[REQUIREMENT]:
Would you retype the whole listing exactly, leaving its pictures out?

TASK INPUT below:

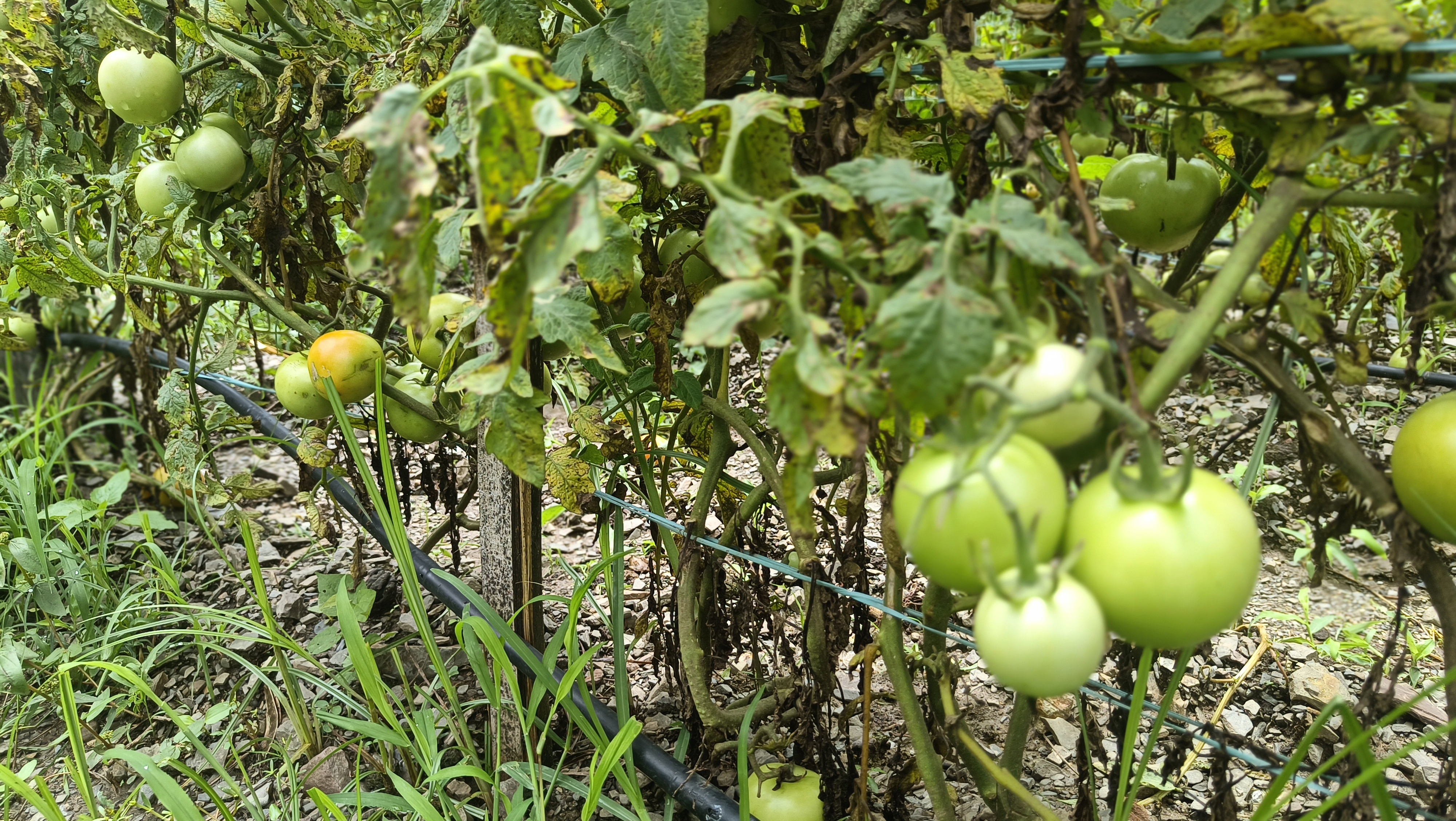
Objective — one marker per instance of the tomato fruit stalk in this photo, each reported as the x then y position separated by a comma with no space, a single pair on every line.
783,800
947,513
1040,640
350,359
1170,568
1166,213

End of TASK INPUT.

[SOLUTION TO THE EXERCISE]:
Objective — one marker per instance of the tomato fruit stalk in this photo, each reported as the x then y position separated by a comma with no space, a single pair on every line.
783,800
947,513
1040,640
350,359
1170,568
1166,213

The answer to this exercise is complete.